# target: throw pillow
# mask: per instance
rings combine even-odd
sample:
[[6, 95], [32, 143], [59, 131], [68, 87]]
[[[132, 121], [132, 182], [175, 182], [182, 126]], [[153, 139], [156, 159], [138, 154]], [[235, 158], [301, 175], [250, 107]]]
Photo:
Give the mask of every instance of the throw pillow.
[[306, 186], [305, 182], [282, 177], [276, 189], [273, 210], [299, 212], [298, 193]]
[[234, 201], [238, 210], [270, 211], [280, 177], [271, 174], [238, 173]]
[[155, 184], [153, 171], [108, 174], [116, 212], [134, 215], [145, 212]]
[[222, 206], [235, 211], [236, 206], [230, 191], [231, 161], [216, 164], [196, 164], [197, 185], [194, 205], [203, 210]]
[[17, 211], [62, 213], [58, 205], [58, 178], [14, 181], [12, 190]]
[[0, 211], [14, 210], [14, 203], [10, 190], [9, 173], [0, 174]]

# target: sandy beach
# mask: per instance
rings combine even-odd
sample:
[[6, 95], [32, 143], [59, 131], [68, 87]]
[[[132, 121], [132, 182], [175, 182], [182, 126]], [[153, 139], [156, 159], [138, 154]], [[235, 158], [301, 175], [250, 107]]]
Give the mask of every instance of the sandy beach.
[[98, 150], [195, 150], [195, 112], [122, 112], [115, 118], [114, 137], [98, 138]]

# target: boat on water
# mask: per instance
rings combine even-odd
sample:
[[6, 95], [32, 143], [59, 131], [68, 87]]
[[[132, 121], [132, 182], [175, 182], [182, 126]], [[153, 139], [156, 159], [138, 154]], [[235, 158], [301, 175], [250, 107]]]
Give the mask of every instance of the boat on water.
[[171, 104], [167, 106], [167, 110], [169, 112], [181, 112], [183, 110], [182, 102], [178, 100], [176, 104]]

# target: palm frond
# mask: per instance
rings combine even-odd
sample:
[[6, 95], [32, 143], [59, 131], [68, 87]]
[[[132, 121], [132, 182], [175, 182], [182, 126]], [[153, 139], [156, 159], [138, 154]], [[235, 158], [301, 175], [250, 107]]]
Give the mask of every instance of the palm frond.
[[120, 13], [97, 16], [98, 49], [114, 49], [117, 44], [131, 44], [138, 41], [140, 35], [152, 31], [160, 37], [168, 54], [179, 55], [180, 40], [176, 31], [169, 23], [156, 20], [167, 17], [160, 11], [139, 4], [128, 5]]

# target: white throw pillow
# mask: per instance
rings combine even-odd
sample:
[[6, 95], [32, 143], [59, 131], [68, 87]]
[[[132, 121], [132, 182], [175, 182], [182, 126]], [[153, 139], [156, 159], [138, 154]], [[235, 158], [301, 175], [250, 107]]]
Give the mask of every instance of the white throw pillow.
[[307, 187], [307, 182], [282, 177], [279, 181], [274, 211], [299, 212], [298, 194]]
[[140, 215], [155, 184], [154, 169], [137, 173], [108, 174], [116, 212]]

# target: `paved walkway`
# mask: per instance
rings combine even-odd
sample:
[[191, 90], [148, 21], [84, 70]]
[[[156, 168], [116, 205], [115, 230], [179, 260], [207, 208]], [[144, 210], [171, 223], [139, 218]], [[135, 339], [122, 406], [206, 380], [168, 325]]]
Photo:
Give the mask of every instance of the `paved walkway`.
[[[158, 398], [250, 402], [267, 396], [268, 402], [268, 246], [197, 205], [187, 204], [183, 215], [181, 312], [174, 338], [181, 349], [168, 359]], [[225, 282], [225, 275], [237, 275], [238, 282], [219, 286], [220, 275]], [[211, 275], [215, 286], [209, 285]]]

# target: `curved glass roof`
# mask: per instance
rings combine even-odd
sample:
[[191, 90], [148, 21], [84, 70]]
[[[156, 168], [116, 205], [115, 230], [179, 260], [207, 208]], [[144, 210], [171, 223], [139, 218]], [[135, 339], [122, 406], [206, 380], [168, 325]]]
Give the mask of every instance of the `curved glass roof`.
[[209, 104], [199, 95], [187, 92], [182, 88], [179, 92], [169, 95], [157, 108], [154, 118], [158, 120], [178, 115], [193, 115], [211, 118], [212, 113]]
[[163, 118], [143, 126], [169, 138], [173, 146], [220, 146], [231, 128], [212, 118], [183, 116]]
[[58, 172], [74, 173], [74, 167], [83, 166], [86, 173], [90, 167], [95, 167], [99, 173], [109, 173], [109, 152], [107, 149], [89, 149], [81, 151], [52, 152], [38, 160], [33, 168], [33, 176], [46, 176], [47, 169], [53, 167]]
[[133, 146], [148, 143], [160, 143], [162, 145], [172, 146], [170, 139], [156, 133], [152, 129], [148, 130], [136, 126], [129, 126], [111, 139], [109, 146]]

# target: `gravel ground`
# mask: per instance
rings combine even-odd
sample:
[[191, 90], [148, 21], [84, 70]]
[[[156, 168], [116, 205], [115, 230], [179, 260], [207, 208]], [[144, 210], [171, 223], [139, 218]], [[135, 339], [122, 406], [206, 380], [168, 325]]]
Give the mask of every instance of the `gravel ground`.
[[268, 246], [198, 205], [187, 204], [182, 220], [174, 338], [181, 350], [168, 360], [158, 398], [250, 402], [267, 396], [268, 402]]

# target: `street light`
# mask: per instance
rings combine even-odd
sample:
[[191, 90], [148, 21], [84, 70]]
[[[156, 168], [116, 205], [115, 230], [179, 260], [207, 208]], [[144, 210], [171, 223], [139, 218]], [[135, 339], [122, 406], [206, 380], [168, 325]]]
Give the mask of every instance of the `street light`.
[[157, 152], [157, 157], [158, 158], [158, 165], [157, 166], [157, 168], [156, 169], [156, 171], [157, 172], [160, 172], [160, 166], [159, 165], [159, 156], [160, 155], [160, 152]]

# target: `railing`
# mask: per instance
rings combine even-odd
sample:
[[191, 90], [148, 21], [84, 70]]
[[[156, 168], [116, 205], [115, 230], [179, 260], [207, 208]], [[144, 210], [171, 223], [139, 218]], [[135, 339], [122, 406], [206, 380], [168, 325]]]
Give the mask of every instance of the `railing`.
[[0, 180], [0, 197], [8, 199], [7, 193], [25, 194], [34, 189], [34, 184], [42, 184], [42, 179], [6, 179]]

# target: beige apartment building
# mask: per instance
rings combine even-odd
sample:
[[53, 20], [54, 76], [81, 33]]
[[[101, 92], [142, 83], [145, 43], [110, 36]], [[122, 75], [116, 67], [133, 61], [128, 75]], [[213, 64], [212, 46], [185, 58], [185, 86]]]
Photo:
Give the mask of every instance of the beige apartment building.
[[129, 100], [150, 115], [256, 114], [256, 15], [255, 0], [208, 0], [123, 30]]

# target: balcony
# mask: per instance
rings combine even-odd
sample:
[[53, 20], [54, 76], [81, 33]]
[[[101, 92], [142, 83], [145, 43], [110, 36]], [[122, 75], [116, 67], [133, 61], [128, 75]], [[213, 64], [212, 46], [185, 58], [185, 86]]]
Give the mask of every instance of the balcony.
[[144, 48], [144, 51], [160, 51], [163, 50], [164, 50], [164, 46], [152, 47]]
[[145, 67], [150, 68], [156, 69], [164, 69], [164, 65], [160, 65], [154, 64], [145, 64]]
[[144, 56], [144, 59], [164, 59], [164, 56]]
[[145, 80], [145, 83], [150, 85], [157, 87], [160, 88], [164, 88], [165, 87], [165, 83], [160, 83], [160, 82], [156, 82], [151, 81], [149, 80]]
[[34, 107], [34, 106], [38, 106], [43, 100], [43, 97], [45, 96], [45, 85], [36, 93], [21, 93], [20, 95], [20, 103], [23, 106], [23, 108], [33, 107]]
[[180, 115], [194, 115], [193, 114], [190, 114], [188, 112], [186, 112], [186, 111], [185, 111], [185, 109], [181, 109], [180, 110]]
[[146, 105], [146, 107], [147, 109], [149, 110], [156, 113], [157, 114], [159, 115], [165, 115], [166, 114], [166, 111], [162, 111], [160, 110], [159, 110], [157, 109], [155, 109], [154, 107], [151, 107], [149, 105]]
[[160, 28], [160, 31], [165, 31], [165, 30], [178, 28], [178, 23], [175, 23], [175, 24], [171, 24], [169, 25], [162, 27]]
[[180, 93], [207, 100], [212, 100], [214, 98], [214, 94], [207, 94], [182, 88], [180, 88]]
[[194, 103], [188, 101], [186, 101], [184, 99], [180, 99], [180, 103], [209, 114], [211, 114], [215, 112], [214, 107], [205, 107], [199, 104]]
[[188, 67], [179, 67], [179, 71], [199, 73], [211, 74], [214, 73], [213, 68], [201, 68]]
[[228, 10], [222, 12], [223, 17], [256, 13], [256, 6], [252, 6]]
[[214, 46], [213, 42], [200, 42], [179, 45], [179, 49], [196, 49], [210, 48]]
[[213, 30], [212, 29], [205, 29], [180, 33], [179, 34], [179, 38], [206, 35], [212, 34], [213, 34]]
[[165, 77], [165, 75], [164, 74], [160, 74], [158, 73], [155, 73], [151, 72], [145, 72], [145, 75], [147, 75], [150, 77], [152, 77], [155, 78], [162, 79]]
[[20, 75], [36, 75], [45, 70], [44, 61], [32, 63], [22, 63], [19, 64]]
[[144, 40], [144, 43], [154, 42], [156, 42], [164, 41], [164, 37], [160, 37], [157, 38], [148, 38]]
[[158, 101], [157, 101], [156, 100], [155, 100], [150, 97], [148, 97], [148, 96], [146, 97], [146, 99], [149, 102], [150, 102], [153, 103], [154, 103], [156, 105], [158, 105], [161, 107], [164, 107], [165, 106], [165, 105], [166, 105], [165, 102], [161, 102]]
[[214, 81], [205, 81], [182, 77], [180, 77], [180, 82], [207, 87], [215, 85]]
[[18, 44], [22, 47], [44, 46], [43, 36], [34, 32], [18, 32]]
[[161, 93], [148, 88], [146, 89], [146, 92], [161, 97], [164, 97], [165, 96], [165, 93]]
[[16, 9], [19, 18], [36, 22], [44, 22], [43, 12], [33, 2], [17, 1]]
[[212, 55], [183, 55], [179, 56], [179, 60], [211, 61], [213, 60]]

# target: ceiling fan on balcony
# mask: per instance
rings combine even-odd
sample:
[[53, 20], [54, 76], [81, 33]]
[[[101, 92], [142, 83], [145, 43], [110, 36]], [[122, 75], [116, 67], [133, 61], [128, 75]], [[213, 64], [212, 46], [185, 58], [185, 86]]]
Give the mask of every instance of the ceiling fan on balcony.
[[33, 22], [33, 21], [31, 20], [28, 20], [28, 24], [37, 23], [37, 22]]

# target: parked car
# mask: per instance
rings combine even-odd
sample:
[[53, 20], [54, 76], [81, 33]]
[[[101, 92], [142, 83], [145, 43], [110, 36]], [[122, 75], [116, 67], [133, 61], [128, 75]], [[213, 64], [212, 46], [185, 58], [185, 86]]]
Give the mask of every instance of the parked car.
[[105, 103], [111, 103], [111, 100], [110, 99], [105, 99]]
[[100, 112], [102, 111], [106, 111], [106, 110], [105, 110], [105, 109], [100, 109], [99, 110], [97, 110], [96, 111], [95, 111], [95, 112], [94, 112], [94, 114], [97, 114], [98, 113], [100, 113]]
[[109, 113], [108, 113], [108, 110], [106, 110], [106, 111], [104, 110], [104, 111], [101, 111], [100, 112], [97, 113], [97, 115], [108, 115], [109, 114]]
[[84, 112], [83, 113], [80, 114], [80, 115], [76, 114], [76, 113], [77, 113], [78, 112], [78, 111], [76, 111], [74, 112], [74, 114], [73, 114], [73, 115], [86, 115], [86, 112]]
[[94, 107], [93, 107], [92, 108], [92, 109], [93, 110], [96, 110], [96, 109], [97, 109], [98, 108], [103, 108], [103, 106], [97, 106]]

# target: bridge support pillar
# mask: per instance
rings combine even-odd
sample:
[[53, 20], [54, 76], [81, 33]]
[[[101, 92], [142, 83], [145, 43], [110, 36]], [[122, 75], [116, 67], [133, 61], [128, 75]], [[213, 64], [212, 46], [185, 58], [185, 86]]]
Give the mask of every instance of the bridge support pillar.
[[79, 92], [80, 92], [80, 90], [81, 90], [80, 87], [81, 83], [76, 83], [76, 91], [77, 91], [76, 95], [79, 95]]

Work to be completed
Could you reproduce the records starting at the line that contains "# target: sandy beach" and ending at the line that contains "4], [128, 5]]", with "per instance" switched to "per object" and nothing else altered? Give only those lines.

Answer to the task
# target: sandy beach
# mask: per object
rings combine even-odd
sample:
[[6, 95], [32, 143], [59, 131], [68, 87]]
[[[132, 121], [132, 182], [175, 182], [182, 126]], [[153, 139], [156, 159], [138, 154]], [[235, 158], [301, 175], [250, 107]]]
Give the mask of every instance of the sandy beach.
[[98, 150], [195, 150], [195, 112], [122, 112], [115, 118], [114, 137], [98, 138]]

# target: boat on water
# mask: per object
rings combine even-odd
sample:
[[6, 95], [32, 143], [59, 131], [68, 87]]
[[[132, 121], [132, 182], [175, 182], [182, 126]], [[153, 139], [156, 159], [138, 154]], [[235, 158], [301, 175], [250, 107]]]
Give the mask of every instance of the boat on water.
[[171, 104], [167, 106], [167, 110], [169, 112], [181, 112], [183, 110], [182, 102], [178, 100], [176, 104]]

# target: palm frond
# mask: per object
rings combine even-odd
sample:
[[6, 95], [32, 143], [59, 131], [68, 87]]
[[[132, 121], [132, 182], [175, 182], [182, 126]], [[153, 139], [156, 159], [138, 154]], [[235, 158], [301, 175], [250, 107]]]
Give the mask of every instance of the palm frond.
[[120, 13], [97, 16], [98, 49], [114, 49], [117, 44], [131, 44], [138, 41], [140, 35], [152, 31], [160, 37], [168, 54], [179, 55], [180, 40], [176, 31], [169, 23], [156, 20], [167, 17], [160, 11], [139, 4], [128, 5]]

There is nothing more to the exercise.